Job ::
Can all of these lines be returned exactly?
— Begin —
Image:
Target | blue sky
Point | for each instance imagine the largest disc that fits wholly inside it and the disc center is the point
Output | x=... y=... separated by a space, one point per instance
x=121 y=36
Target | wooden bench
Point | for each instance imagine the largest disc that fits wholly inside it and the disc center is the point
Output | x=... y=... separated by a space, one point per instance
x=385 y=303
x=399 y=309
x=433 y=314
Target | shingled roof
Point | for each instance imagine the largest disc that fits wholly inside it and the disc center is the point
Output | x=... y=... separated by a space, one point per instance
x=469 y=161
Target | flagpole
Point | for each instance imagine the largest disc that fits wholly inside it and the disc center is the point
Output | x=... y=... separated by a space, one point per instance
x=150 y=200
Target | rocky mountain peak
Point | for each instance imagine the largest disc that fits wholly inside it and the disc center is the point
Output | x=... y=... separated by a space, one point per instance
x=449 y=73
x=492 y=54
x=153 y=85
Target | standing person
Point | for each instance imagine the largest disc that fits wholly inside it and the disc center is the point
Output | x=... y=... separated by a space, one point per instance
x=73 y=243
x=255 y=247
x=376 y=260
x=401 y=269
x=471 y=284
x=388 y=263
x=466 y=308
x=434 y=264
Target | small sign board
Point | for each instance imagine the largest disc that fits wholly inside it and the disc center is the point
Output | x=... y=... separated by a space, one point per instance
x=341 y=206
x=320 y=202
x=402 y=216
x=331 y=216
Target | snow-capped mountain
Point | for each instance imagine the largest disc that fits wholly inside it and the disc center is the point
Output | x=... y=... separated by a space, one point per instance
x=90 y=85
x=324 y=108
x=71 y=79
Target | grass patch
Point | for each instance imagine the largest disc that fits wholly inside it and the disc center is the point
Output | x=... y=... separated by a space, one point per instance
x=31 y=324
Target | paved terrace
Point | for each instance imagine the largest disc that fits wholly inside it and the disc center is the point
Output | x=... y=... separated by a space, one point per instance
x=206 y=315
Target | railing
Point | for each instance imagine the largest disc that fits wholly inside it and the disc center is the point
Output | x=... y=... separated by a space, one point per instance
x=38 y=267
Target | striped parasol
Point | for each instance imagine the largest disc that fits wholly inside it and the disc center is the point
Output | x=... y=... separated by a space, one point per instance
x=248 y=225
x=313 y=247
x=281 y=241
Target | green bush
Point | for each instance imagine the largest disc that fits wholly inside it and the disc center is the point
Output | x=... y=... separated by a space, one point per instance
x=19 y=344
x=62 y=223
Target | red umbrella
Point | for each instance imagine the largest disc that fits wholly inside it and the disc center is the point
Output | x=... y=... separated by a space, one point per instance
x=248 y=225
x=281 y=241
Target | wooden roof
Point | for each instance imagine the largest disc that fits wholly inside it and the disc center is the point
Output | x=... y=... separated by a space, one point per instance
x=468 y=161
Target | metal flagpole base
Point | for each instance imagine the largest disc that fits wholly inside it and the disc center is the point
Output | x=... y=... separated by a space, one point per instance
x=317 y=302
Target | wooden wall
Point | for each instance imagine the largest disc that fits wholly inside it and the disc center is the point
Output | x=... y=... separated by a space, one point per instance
— End —
Answer to the task ::
Image:
Target | blue sky
Point | for each instance imagine the largest disc that fits wholly inside it and the disc center is the point
Output | x=... y=... separated by a space, one point per instance
x=121 y=36
Target | wooden bench
Point | for each instance imagine the largest disc that fits wholly inside it and the disc center is the point
Output | x=... y=... separated by a space, one point per instance
x=385 y=303
x=399 y=309
x=433 y=314
Target | shingled roof
Point | for each instance imagine the largest disc that fits wholly inside it and the disc center is the point
Output | x=... y=... separated by a space, one point per instance
x=469 y=161
Target | flagpole
Point | for each instance imagine the largest disc that fits wholly inside it and the disc center is the point
Output | x=... y=... separated by a space, one point per instance
x=150 y=200
Target | rocky mountain peak
Point | for each instance imagine the largest disc that fits wholly inside it and the disc center is the point
Output | x=... y=... separated by a space, one point per instance
x=449 y=73
x=492 y=54
x=153 y=85
Target | standing person
Point | for each instance imagine the largest disc that fits wholly inside it and the disc center is the point
Output | x=... y=... separated by a space, one point per instance
x=73 y=243
x=255 y=247
x=376 y=260
x=401 y=269
x=471 y=284
x=388 y=263
x=466 y=308
x=434 y=264
Target | small sign board
Point | for each instance imagine the largest disc that fits wholly inside it and the disc center is the point
Output | x=... y=... separated by a space, one point per instance
x=341 y=206
x=320 y=202
x=402 y=216
x=331 y=216
Target | snow-capped mountain
Point | for each instance imagine the largest disc that fits wholly inside it and the disc center is the point
Output | x=... y=... separated by a space, one point per instance
x=90 y=85
x=324 y=108
x=71 y=79
Target | grass patch
Point | for each instance imagine the largest disc that fits wholly inside it and the disc center is the point
Output | x=... y=... separated by a space, one point per instance
x=31 y=324
Target | paved terrace
Point | for each instance imagine the largest disc that fits wholly inside it and the disc center is the point
Output | x=... y=... separated by a space, one point per instance
x=206 y=315
Target | railing
Point | for each instance imagine the largest disc that fits wholly inside it and the disc center is the point
Output | x=... y=... separated by a space, one point per instance
x=38 y=267
Target | striped parasol
Point | for each instance imagine the largest disc that fits wholly inside it and the disc center is the point
Output | x=... y=... separated by a space, one point per instance
x=248 y=225
x=313 y=247
x=281 y=241
Target | green bush
Point | for each instance imagine the largest disc that fits wholly inside it and the disc center is the point
Output | x=... y=... separated by a space, one point per instance
x=19 y=344
x=62 y=223
Target | red umbrella
Point | for each instance imagine the largest disc that fits wholly inside it and the disc center is the point
Output | x=... y=... separated by a space, one point per instance
x=248 y=225
x=281 y=241
Target | wooden roof
Point | for each instance imagine the largest disc that fits wholly inside it and the disc center is the point
Output | x=... y=... separated by a space, one point per instance
x=468 y=161
Target | metal flagpole base
Point | for each instance imagine the largest disc that fits wholly inside it and the disc center is the point
Output | x=... y=... separated by a space, one point per instance
x=317 y=302
Target | wooden wall
Point | for each instance imagine the largest disc that fits wholly inside it and the disc center is the point
Output | x=... y=... separated by a space, one point per instance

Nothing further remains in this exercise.